• [SOURCE RECORDS]:
>>>

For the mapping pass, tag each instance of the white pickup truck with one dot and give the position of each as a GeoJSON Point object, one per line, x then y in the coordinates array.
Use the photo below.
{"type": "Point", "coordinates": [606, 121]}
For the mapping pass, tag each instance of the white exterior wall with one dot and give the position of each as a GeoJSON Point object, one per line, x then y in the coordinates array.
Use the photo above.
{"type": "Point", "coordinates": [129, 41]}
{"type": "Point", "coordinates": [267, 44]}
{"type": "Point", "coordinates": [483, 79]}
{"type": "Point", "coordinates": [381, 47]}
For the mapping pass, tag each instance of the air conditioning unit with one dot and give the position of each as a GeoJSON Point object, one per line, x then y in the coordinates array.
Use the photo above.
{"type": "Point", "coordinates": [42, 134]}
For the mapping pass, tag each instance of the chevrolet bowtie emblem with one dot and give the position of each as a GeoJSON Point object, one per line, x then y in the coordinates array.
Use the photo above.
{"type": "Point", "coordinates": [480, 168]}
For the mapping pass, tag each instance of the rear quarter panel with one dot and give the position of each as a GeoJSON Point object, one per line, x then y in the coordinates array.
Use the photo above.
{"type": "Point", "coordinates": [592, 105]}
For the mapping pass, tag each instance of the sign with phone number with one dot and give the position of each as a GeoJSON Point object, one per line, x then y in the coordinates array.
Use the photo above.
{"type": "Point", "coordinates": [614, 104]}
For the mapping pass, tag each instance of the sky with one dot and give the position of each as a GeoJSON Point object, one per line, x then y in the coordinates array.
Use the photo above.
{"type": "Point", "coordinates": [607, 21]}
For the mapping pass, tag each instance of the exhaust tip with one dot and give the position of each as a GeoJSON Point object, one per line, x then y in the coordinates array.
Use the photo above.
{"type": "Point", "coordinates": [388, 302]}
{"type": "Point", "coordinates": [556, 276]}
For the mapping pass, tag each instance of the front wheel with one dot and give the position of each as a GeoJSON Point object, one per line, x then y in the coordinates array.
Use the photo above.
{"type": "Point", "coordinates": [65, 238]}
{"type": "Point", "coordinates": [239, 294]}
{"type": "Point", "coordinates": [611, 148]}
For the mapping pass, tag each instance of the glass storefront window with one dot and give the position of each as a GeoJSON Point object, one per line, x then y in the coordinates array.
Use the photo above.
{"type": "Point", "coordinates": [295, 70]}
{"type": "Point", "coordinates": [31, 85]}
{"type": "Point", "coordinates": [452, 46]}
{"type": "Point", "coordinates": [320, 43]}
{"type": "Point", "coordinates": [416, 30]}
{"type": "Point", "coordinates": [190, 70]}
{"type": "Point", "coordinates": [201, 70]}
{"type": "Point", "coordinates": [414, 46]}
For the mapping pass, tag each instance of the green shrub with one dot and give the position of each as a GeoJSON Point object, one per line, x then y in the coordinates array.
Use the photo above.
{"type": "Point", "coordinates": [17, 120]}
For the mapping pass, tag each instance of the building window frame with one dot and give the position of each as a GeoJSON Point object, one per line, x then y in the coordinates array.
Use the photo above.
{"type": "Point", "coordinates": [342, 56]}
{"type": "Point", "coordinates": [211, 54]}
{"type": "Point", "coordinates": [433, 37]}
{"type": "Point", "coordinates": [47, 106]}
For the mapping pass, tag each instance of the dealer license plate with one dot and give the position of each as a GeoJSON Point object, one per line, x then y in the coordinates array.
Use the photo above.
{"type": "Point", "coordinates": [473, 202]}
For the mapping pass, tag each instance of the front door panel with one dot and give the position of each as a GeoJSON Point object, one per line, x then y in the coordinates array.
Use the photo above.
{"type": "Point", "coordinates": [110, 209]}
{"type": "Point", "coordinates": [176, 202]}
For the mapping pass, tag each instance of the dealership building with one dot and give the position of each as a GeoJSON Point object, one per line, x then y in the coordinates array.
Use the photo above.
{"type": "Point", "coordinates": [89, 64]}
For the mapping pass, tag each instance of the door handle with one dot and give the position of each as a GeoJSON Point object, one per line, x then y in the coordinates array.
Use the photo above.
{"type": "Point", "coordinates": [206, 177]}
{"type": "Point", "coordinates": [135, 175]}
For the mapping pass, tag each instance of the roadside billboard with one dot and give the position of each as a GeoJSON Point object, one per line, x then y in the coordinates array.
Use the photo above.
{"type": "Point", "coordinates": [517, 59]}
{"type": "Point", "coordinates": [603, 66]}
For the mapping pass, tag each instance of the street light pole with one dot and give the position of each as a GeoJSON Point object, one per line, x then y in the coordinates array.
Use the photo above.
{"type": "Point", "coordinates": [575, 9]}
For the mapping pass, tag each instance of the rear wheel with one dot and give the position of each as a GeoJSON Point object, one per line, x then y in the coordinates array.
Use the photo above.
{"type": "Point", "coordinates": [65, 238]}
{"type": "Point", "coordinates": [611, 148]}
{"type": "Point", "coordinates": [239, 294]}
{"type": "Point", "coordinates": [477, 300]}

<<<

Restate every line of the data word for word.

• [PROBLEM SOLUTION]:
For the mapping pass, tag each instance of the white pickup truck with one dot and give the position of each as a GeoJSON Point object, one per line, x then y in the coordinates array.
Use the photo below.
{"type": "Point", "coordinates": [606, 121]}
For the mapping pass, tag each instance of the white exterior wall with one dot and give the position of each as a GeoJSON Point object, one per line, x then y in the coordinates array.
Use the photo above.
{"type": "Point", "coordinates": [129, 41]}
{"type": "Point", "coordinates": [267, 44]}
{"type": "Point", "coordinates": [483, 79]}
{"type": "Point", "coordinates": [381, 47]}
For the mapping pass, tag each instance of the air conditioning unit with one dot and give the position of each as a GeoJSON Point object, one per line, x then y in the coordinates array.
Use the photo above.
{"type": "Point", "coordinates": [42, 134]}
For the mapping pass, tag each instance of the chevrolet bowtie emblem with one dot and give the position of each as a GeoJSON Point object, one per line, x then y in the coordinates array.
Use the photo above.
{"type": "Point", "coordinates": [480, 168]}
For the mapping pass, tag each instance of the rear quarter panel with one dot and give the position of each as a GeoJSON Point object, one per line, x then y in the coordinates array.
Use the photo above.
{"type": "Point", "coordinates": [592, 105]}
For the mapping pass, tag each instance of the sign with phone number with one dot and give the position of each as a GeoJSON Point object, one per line, x then y in the coordinates array.
Use the photo above.
{"type": "Point", "coordinates": [614, 104]}
For the mapping pass, tag each instance of the sky with one dot and give the position of each as a GeoJSON Point object, one per line, x then y in the coordinates array.
Use the photo above.
{"type": "Point", "coordinates": [607, 21]}
For the mapping pass, tag each instance of the exhaust tip with one dot and give the position of each as a GeoJSON Point object, one per line, x then y in the coordinates array.
Use the photo above.
{"type": "Point", "coordinates": [388, 302]}
{"type": "Point", "coordinates": [556, 276]}
For the mapping pass, tag each instance of the front wheel with one dot and give the position of each as a GeoJSON Point object, one per line, x then y in the coordinates array.
Use the photo above.
{"type": "Point", "coordinates": [65, 238]}
{"type": "Point", "coordinates": [239, 294]}
{"type": "Point", "coordinates": [611, 148]}
For the mapping pass, tag each instance of the glass storefront window with one dot and give the position of each as a GeoJSON Point object, one per line, x then y in the coordinates array.
Use the photo above.
{"type": "Point", "coordinates": [295, 70]}
{"type": "Point", "coordinates": [31, 85]}
{"type": "Point", "coordinates": [452, 46]}
{"type": "Point", "coordinates": [320, 43]}
{"type": "Point", "coordinates": [416, 30]}
{"type": "Point", "coordinates": [190, 70]}
{"type": "Point", "coordinates": [201, 70]}
{"type": "Point", "coordinates": [414, 46]}
For the mapping pass, tag each instance of the green shrub with one dot and give the position of each as a GeoJSON Point object, one per line, x then y in the coordinates array.
Use the photo above.
{"type": "Point", "coordinates": [17, 120]}
For the mapping pass, tag each instance of the building window frame with one dot and give the position of each as a GeoJSON Point object, one per line, x then y in the coordinates array.
Use the photo above.
{"type": "Point", "coordinates": [342, 56]}
{"type": "Point", "coordinates": [211, 54]}
{"type": "Point", "coordinates": [433, 37]}
{"type": "Point", "coordinates": [47, 106]}
For the mapping pass, tag each instance of the dealer license plate with one dot and give the position of each as a GeoJSON Point object, one per line, x then y in the coordinates array.
Use the photo above.
{"type": "Point", "coordinates": [473, 202]}
For the mapping pass, tag each instance of the front door panel with one dot and give the position of each as a GeoJSON Point object, one per line, x then y in the coordinates array.
Use the photo above.
{"type": "Point", "coordinates": [110, 209]}
{"type": "Point", "coordinates": [176, 202]}
For the mapping pass, tag each instance of the dealership building with one dot and give the position of each as a GeoJSON Point object, one per line, x then y in the coordinates array.
Use the photo above.
{"type": "Point", "coordinates": [89, 64]}
For the mapping pass, tag each instance of the door handle with one dot and give the position of each as a GeoJSON Point object, one per line, x then y in the coordinates array.
Use the photo above.
{"type": "Point", "coordinates": [206, 177]}
{"type": "Point", "coordinates": [135, 175]}
For the mapping pass, tag each instance of the roadside billboard with one dot and give the position of each as a GeoJSON Point object, one per line, x then y in the coordinates array.
Use the photo above.
{"type": "Point", "coordinates": [517, 59]}
{"type": "Point", "coordinates": [603, 66]}
For the mapping pass, tag each instance of the street light pole with one dot and give the position of each as a GeoJSON Point object, one per line, x then y in the coordinates array.
Use the photo above.
{"type": "Point", "coordinates": [575, 9]}
For the mapping pass, tag each instance of the rear wheel with one dot and give the position of each as a GeoJSON Point object, one per line, x then y in the coordinates array.
Use the photo above.
{"type": "Point", "coordinates": [65, 238]}
{"type": "Point", "coordinates": [611, 148]}
{"type": "Point", "coordinates": [239, 294]}
{"type": "Point", "coordinates": [477, 300]}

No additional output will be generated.